● **What you will do**: Given the material below, output exactly the lines from the line with "x=188, y=191" to the line with "x=371, y=108", both ends included, and no other lines.

** Opening Recorded data block **

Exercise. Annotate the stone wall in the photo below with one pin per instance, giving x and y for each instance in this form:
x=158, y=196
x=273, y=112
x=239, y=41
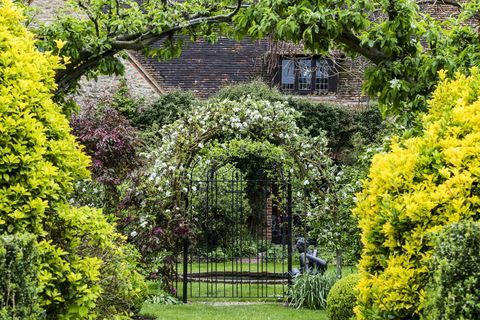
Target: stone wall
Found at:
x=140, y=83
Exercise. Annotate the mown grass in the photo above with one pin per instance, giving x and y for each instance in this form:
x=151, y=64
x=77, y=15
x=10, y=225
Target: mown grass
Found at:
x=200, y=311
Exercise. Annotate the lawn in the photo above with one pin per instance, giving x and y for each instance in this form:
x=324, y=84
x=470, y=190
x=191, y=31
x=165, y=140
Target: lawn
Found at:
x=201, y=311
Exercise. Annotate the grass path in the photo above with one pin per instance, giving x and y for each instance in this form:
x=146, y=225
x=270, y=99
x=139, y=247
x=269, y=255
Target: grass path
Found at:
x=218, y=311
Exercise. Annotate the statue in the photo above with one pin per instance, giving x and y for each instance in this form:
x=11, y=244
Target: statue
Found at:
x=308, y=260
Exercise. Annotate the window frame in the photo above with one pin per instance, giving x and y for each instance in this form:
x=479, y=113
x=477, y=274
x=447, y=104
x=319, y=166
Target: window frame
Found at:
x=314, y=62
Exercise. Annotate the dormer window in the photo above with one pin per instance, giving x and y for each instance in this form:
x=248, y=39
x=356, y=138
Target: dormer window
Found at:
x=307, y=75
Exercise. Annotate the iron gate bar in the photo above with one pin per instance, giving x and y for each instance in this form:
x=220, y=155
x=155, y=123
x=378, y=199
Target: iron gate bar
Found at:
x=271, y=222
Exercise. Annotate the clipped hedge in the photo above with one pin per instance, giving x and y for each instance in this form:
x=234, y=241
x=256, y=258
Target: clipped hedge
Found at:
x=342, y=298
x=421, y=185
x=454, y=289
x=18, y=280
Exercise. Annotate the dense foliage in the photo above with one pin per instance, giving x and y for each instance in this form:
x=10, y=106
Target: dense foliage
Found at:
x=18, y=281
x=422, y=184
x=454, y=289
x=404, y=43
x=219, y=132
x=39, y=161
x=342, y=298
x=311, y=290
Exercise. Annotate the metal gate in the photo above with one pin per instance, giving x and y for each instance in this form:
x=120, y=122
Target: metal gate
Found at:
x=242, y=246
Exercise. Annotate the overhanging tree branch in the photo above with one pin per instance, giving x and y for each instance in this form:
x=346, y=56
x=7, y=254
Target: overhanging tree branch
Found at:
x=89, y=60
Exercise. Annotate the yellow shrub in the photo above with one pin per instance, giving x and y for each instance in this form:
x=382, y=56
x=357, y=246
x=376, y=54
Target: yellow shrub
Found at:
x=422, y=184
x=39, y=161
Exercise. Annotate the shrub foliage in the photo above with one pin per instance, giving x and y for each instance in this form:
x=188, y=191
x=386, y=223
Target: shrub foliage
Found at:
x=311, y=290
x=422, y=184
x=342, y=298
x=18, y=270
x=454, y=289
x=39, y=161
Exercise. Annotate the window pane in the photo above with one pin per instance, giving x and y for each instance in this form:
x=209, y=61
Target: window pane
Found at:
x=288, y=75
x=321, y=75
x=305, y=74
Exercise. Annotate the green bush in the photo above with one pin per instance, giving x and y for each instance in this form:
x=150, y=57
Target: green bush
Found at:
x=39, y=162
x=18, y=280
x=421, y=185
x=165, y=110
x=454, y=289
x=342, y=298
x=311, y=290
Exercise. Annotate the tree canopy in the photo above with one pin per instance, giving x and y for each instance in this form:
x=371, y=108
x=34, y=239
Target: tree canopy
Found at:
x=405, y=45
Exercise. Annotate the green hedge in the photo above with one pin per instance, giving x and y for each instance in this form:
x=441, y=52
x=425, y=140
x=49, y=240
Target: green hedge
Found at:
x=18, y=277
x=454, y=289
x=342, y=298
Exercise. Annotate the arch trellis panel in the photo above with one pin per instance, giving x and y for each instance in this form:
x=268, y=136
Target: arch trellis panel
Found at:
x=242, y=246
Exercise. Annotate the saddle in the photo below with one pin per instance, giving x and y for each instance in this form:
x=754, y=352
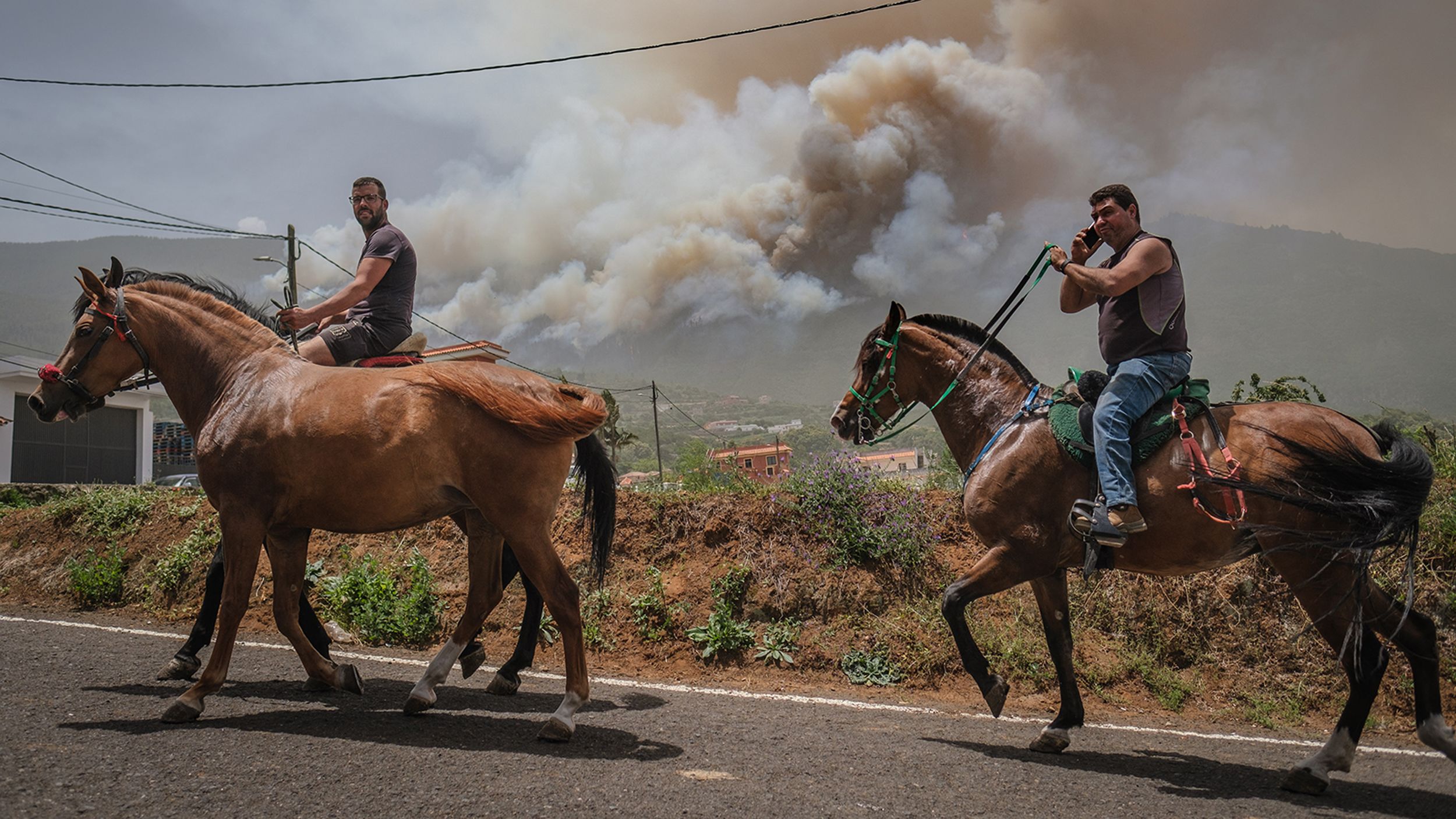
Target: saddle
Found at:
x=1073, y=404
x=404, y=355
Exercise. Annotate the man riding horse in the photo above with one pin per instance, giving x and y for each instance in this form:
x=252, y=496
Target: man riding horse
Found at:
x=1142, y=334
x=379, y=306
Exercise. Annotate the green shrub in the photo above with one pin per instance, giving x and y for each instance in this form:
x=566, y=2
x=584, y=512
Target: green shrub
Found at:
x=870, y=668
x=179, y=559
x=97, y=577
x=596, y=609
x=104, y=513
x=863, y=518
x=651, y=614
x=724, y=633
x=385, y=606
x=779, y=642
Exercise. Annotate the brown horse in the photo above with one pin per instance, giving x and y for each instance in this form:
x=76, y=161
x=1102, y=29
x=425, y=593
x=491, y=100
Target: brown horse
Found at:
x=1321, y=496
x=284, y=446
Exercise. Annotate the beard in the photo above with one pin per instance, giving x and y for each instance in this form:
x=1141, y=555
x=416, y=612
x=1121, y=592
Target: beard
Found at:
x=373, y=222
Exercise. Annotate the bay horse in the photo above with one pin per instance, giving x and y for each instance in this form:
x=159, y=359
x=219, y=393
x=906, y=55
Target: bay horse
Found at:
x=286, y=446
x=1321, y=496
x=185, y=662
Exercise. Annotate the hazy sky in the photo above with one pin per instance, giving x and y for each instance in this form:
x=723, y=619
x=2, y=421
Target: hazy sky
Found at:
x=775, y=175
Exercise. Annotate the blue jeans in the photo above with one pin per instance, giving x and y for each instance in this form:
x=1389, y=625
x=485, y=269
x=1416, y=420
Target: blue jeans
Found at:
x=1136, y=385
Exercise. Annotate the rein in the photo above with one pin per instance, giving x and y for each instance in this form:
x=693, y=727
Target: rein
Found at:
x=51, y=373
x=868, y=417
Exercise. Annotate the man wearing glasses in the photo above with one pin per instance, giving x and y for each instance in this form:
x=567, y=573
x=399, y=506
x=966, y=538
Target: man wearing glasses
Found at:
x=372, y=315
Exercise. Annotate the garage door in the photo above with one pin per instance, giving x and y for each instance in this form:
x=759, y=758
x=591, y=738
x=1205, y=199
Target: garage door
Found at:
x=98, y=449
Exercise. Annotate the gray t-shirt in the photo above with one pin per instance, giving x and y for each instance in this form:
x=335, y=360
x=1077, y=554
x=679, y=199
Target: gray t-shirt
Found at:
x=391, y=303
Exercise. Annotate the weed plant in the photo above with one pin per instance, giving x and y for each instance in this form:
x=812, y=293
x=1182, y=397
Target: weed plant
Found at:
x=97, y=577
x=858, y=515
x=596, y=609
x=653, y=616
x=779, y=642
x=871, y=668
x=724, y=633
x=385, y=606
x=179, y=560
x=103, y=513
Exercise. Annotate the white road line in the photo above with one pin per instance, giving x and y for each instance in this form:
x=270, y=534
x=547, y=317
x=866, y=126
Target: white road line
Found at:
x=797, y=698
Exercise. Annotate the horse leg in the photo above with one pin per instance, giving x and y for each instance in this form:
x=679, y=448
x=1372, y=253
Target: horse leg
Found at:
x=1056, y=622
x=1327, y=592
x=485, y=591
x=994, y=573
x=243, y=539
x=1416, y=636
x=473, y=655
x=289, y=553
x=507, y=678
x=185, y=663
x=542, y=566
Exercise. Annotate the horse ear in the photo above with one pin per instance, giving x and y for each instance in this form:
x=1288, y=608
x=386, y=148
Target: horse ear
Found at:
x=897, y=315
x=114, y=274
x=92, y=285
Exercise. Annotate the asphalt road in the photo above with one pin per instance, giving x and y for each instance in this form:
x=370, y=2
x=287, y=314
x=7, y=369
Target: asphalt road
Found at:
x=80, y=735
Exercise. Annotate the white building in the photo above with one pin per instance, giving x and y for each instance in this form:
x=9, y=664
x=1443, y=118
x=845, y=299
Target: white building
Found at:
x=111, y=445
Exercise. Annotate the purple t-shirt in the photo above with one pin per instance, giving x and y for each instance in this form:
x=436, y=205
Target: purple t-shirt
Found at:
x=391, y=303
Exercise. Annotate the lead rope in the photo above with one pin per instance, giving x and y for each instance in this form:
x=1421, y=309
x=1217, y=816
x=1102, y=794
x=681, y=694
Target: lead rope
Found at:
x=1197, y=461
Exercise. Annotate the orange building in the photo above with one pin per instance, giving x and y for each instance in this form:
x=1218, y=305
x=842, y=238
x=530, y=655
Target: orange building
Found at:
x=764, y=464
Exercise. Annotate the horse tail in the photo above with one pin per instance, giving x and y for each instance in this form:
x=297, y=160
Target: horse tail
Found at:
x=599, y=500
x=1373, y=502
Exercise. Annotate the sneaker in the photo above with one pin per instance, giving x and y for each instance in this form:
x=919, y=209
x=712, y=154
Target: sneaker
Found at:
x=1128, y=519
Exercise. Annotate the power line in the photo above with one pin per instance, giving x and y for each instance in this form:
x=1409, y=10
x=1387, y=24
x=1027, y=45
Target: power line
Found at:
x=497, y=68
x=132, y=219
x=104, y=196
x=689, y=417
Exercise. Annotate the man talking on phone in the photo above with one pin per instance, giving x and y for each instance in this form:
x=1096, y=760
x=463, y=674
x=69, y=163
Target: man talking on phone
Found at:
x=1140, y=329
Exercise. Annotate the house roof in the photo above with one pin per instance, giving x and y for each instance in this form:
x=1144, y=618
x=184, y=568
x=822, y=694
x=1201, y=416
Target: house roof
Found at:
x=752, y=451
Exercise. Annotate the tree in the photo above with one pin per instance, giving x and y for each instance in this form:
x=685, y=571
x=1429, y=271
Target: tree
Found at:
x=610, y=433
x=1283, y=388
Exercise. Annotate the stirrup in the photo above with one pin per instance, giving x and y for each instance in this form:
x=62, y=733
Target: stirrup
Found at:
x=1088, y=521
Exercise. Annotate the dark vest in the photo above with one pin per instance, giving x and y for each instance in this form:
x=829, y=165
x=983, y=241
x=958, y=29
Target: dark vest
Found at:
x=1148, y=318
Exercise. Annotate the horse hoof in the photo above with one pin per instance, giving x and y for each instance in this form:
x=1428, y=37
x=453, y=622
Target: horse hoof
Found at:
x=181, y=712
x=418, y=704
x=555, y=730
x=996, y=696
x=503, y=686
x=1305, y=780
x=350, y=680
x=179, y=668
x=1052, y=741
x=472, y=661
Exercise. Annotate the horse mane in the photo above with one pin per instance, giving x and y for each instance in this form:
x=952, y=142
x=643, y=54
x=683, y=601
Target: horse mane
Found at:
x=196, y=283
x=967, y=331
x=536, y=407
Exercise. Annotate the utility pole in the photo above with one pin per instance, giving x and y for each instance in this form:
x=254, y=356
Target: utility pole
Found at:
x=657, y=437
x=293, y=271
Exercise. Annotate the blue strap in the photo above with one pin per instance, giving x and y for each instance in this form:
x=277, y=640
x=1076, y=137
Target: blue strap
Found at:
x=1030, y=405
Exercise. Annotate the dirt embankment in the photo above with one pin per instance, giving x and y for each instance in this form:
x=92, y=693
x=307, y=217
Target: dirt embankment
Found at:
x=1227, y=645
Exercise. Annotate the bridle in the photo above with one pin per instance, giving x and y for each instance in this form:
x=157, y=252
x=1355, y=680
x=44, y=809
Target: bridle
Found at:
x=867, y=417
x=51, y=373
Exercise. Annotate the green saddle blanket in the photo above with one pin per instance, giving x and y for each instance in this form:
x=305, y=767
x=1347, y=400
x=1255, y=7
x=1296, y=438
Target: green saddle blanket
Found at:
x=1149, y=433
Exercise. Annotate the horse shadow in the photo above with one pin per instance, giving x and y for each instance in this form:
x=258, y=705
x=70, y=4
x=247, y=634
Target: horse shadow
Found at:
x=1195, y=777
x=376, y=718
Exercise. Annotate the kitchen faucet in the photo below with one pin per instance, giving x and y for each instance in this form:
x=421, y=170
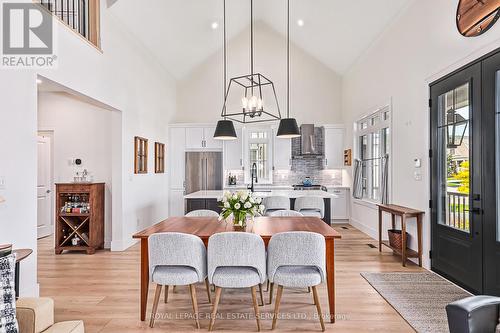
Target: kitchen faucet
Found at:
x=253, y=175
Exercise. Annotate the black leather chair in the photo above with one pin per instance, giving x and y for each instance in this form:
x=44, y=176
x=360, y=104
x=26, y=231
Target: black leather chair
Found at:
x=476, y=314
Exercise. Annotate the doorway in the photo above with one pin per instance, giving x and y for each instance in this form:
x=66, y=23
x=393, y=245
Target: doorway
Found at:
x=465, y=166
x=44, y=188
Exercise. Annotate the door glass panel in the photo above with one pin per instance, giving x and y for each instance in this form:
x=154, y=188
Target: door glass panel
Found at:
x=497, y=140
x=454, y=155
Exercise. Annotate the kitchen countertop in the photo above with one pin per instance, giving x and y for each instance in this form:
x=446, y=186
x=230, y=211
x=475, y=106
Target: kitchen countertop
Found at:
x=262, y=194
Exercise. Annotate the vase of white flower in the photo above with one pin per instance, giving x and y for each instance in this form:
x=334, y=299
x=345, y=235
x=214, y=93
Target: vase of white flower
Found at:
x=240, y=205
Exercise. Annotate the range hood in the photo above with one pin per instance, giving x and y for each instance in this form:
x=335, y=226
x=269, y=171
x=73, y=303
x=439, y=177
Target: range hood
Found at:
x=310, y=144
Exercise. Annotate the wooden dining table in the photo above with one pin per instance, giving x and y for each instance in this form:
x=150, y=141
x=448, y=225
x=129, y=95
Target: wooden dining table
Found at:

** Closing Recorded data block **

● **Exercise output**:
x=188, y=191
x=386, y=223
Target: shrub foliage
Found at:
x=311, y=290
x=422, y=184
x=342, y=298
x=18, y=270
x=454, y=289
x=39, y=161
Exercise. Annotate the window pane in the photo above with one pin per instance, giving x and y for each instance in this form:
x=209, y=61
Target: window pane
Found at:
x=288, y=75
x=321, y=75
x=305, y=74
Exercise. Annotate the green bush in the photo above with one pin per instance, giving x and y for each instance in this form:
x=150, y=57
Target: green bush
Found at:
x=39, y=162
x=18, y=280
x=421, y=185
x=165, y=110
x=454, y=289
x=342, y=298
x=311, y=290
Exercise. Annotate the tree canopy in the photo above with one pin per instance, giving x and y for each instance in this form:
x=371, y=108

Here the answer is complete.